GIVEN RECORDS section start
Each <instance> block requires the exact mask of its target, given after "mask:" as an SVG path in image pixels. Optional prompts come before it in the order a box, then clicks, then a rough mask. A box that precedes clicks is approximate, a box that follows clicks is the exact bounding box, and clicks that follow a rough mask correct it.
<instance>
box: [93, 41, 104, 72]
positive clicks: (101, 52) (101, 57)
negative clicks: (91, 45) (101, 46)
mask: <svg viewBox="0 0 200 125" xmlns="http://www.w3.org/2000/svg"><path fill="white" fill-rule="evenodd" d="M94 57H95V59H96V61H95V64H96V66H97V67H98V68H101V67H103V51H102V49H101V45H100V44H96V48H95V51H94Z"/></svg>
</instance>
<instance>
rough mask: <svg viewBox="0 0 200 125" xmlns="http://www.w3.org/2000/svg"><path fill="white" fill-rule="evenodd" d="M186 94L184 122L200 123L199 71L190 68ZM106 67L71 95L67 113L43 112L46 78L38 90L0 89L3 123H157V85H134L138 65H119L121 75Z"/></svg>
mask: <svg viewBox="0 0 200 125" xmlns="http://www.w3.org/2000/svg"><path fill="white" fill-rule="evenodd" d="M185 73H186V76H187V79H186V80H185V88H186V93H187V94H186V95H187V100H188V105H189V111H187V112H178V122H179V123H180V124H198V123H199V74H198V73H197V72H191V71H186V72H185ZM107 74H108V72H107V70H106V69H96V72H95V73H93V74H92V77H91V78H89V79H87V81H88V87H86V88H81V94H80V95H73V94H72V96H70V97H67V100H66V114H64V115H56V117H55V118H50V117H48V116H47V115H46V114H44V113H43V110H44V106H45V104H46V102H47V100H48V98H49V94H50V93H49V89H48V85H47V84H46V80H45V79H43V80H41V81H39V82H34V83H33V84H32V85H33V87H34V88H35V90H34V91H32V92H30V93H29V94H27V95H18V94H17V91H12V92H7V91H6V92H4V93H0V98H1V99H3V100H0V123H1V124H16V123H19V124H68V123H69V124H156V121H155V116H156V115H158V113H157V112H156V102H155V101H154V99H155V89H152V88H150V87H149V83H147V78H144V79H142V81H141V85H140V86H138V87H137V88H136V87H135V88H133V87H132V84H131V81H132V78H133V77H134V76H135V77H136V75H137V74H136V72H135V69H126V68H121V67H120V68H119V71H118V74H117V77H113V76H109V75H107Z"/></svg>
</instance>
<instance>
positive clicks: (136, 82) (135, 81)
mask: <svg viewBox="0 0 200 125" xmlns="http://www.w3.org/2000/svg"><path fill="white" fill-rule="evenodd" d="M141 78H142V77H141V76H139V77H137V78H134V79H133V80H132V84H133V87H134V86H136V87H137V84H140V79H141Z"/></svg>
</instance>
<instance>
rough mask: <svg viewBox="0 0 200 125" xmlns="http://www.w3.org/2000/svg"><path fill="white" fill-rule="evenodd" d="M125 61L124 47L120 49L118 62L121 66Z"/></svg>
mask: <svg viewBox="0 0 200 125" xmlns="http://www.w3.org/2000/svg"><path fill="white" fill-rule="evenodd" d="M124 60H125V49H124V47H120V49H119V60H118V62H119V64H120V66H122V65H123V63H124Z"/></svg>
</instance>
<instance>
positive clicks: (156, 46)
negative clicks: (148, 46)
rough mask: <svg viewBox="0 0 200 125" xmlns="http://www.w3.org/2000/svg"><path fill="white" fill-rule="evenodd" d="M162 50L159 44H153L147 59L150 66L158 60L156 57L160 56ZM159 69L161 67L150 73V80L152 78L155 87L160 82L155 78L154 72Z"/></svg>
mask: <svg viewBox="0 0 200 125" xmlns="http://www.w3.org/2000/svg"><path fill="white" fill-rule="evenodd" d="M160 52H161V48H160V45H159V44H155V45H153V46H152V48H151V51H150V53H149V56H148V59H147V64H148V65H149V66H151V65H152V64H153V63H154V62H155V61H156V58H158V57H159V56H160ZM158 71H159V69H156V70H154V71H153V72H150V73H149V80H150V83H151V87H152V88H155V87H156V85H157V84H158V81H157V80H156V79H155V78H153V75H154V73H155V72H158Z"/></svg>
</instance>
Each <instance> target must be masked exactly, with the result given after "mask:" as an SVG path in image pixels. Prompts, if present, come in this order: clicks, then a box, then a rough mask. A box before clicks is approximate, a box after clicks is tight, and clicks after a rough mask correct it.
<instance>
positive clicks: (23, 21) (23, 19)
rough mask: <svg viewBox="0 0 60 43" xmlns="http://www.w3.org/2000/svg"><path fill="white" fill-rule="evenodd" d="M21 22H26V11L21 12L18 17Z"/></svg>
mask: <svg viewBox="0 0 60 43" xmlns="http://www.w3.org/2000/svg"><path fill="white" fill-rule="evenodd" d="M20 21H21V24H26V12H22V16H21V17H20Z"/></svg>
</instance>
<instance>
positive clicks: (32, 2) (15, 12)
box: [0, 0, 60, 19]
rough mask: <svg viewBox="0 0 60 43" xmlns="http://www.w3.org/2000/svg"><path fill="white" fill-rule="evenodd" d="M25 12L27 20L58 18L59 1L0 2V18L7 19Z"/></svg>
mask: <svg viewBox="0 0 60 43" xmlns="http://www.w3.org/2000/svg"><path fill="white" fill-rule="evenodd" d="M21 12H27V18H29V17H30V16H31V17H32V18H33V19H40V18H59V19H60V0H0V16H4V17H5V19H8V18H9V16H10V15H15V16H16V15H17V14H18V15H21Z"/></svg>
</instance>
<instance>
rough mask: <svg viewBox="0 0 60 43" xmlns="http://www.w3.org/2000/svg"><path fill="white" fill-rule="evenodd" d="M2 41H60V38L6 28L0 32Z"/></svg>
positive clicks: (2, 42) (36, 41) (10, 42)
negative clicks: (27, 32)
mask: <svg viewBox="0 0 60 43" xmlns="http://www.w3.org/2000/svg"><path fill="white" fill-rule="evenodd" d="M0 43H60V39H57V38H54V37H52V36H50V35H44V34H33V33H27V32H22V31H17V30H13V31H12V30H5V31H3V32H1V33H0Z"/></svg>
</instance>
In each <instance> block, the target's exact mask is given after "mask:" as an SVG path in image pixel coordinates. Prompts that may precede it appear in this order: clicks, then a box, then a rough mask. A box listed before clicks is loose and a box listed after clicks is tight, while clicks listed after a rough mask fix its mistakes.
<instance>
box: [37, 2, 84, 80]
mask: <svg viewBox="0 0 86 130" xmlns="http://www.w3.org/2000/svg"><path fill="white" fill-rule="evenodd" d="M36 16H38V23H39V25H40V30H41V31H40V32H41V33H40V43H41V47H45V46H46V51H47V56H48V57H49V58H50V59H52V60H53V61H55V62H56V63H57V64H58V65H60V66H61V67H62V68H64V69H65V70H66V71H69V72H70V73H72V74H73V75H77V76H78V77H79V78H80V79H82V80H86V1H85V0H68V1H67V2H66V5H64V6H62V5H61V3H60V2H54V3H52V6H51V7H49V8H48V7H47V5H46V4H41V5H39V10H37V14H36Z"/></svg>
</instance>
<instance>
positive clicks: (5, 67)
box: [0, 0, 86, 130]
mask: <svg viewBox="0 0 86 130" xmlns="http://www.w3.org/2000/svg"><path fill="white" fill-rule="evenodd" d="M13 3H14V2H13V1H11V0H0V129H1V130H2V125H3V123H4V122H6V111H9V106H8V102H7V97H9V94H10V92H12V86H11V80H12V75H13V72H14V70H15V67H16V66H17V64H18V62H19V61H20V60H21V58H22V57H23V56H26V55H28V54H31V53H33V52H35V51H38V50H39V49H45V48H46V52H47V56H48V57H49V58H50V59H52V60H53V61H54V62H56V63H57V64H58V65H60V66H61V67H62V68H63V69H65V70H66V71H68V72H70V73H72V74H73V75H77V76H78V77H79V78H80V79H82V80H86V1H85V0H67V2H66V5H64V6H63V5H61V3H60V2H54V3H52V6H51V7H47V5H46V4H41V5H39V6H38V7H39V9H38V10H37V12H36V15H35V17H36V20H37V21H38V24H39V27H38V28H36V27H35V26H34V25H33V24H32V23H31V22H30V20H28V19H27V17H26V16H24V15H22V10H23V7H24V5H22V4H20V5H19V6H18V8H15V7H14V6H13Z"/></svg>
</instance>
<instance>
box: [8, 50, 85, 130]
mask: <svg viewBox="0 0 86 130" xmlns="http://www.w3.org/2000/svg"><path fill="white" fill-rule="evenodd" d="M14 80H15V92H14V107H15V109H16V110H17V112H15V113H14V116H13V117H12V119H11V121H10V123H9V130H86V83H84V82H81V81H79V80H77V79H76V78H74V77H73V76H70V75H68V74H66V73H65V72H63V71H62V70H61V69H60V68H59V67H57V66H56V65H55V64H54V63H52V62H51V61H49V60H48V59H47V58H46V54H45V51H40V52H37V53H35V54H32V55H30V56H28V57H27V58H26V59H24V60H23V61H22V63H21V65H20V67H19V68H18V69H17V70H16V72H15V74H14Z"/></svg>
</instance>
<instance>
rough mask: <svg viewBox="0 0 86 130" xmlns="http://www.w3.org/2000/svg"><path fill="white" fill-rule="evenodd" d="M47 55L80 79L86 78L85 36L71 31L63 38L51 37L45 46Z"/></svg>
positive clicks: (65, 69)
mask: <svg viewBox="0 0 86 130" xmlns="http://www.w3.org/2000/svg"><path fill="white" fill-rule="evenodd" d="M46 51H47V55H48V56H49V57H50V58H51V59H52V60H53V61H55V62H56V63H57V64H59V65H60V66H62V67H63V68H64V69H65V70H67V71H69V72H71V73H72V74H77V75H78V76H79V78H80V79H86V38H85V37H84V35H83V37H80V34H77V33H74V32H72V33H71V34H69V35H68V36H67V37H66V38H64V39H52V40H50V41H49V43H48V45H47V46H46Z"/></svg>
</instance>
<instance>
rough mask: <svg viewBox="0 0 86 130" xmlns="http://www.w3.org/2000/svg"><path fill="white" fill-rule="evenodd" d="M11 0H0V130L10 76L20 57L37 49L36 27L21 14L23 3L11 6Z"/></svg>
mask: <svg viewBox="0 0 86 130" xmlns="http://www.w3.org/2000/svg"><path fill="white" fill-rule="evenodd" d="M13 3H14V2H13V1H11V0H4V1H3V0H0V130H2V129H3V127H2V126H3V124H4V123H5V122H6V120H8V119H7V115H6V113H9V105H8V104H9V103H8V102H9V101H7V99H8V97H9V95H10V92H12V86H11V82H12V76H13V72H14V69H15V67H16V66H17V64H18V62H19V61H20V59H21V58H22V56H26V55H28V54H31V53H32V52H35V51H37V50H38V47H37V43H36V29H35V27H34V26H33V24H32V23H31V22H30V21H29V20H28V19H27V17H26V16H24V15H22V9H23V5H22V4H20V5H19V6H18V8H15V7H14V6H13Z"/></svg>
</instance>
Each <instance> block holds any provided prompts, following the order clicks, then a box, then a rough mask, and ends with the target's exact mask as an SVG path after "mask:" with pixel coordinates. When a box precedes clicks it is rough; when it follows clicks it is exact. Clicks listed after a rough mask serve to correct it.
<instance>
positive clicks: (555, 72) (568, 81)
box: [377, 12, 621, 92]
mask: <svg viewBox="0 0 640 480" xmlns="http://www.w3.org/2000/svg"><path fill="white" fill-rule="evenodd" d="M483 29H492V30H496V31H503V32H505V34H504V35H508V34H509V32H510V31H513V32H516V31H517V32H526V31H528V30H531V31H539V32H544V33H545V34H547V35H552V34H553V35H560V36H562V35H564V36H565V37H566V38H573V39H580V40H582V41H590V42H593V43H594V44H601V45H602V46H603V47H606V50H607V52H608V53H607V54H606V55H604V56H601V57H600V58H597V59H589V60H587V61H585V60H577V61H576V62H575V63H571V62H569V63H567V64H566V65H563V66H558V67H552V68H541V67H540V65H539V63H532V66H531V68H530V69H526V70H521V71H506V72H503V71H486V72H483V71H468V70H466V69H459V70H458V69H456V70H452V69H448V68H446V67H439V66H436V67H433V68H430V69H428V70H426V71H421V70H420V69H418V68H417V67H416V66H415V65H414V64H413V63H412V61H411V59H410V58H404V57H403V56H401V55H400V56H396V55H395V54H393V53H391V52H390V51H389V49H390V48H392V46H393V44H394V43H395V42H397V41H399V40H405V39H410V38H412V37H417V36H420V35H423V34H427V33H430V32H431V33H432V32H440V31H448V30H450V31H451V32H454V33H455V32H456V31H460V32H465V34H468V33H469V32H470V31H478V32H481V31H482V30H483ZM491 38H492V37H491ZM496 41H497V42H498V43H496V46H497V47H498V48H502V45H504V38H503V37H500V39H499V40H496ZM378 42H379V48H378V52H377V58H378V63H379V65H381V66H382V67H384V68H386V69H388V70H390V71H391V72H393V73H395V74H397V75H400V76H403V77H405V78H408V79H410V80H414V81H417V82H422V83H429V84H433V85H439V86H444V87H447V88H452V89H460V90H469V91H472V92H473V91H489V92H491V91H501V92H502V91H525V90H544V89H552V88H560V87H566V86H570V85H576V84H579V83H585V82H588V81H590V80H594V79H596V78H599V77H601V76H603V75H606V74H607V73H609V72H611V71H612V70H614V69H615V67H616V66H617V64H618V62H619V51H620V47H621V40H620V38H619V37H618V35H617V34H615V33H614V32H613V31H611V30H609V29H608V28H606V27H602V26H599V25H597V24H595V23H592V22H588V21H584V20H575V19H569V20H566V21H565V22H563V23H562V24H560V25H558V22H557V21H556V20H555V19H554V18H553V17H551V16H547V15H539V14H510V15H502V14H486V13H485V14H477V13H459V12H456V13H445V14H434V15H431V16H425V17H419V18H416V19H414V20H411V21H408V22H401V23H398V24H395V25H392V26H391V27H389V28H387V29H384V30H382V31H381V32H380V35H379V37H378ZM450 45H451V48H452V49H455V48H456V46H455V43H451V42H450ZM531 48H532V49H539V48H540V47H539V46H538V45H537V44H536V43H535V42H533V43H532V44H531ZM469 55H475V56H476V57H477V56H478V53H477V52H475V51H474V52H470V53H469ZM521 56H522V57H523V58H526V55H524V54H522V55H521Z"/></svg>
GIVEN RECORDS section end
* _HOW TO COMPLETE THIS TASK_
Return, word for word, the lines of the data above from the line with "box: [0, 0, 86, 130]" through the line with "55L80 79L86 78L85", inclusive.

* _SOLUTION FOR THIS EXERCISE_
box: [0, 0, 86, 130]
mask: <svg viewBox="0 0 86 130" xmlns="http://www.w3.org/2000/svg"><path fill="white" fill-rule="evenodd" d="M13 3H14V2H13V1H11V0H0V129H1V130H2V125H3V123H4V122H6V111H9V106H8V102H7V97H9V94H10V92H12V86H11V80H12V75H13V72H14V70H15V67H16V66H17V64H18V62H19V61H20V60H21V58H22V57H23V56H26V55H28V54H31V53H33V52H35V51H38V50H39V49H45V48H46V52H47V56H48V57H49V58H50V59H52V60H53V61H54V62H56V63H57V64H58V65H60V66H61V67H62V68H63V69H65V70H66V71H68V72H70V73H72V74H73V75H77V76H78V77H79V78H80V79H82V80H86V1H85V0H67V2H66V5H64V6H63V5H61V3H60V2H54V3H52V6H51V7H47V5H46V4H41V5H39V6H38V7H39V9H38V10H37V12H36V15H35V17H36V20H37V21H38V24H39V27H38V28H36V27H35V26H34V25H33V24H32V23H31V22H30V20H28V19H27V17H26V16H24V15H22V10H23V7H24V5H22V4H20V5H19V6H18V8H15V7H14V6H13Z"/></svg>
</instance>
<instance>
box: [8, 50, 85, 130]
mask: <svg viewBox="0 0 86 130" xmlns="http://www.w3.org/2000/svg"><path fill="white" fill-rule="evenodd" d="M14 80H15V92H14V107H15V109H16V110H17V112H15V113H14V116H13V117H12V119H11V121H10V123H9V130H86V83H84V82H81V81H79V80H77V79H76V78H74V77H73V76H70V75H68V74H66V73H65V72H63V71H62V70H61V69H60V68H59V67H57V66H56V65H55V64H54V63H52V62H51V61H49V60H48V59H47V58H46V54H45V51H40V52H37V53H35V54H32V55H30V56H28V57H27V58H26V59H24V60H23V61H22V63H21V65H20V67H19V68H18V69H17V70H16V72H15V74H14Z"/></svg>
</instance>
<instance>
rough mask: <svg viewBox="0 0 86 130" xmlns="http://www.w3.org/2000/svg"><path fill="white" fill-rule="evenodd" d="M47 55L80 79L86 78L85 36L71 31L63 38L51 37L45 46Z"/></svg>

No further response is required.